- [Things to do]:
A) In the passage about Fatty Koo, which label released the band's debut album?
B) Summarize the passage about Fatty Koo in two sentences.

- [Text excerpt]:
===
Fatty Koo was an American R&B and hip-hop band from Columbus, Ohio that formed in 2005. The group's members were Eddie B, Gabrielle, Josh, Marya, Ron, and Valure. A television documentary on BET, Blowin Up: Fatty Koo, documented their career. Their debut single, "Bounce" was released in June 2005, and their debut album, House of Fatty Koo, was released on July 12, 2005, by Sony/Columbia Records. "Bounce" was selected as the anthem for TNT's NBA Playoffs in 2005. On May 26, 2005, Fatty Koo was awarded the key to the city of Columbus, the day officially being named "Fatty Koo Day".
===
- [Records supplied]:
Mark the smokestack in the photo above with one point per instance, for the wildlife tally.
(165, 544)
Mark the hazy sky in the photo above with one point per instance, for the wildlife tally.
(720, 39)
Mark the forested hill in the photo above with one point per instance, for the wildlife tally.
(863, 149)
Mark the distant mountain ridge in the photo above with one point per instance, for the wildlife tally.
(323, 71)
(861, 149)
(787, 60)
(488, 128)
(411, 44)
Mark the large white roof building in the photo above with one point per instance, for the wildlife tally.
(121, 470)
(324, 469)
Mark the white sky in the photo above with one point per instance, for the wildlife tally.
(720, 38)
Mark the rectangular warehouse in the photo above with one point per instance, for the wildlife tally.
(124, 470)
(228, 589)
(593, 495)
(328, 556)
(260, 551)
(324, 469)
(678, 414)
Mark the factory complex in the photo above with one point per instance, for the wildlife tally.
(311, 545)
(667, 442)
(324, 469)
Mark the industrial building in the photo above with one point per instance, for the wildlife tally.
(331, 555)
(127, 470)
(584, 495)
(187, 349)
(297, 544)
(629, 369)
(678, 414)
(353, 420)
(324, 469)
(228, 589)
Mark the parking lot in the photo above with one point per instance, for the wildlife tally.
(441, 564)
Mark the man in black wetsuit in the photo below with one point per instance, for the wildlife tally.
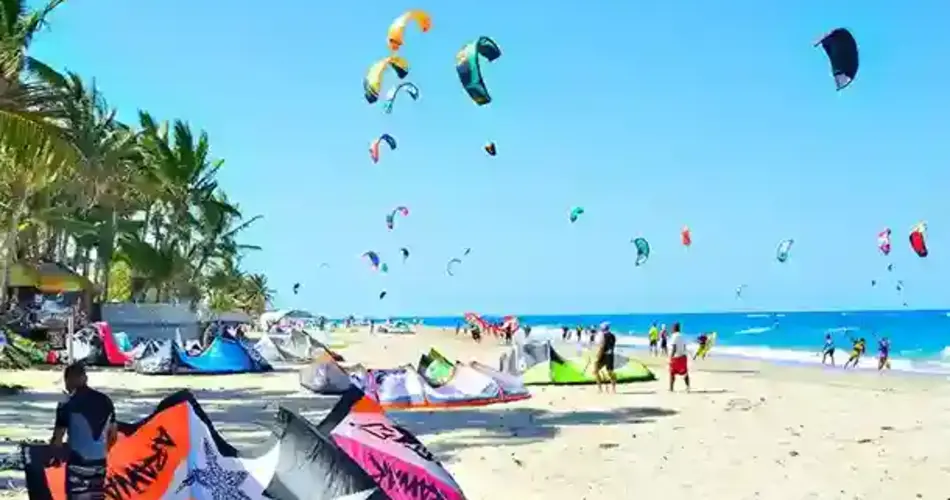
(605, 359)
(88, 419)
===
- [Responses per task]:
A) Sony/Columbia Records

B) Fatty Koo was an American R&B and hip-hop band from Columbus, Ohio, formed in 2005, whose career was documented in the BET series Blowin Up: Fatty Koo. In 2005 the band released its debut single "Bounce," which became the anthem for TNT's NBA Playoffs, and its debut album House of Fatty Koo, and it received the key to the city of Columbus on May 26, officially named "Fatty Koo Day."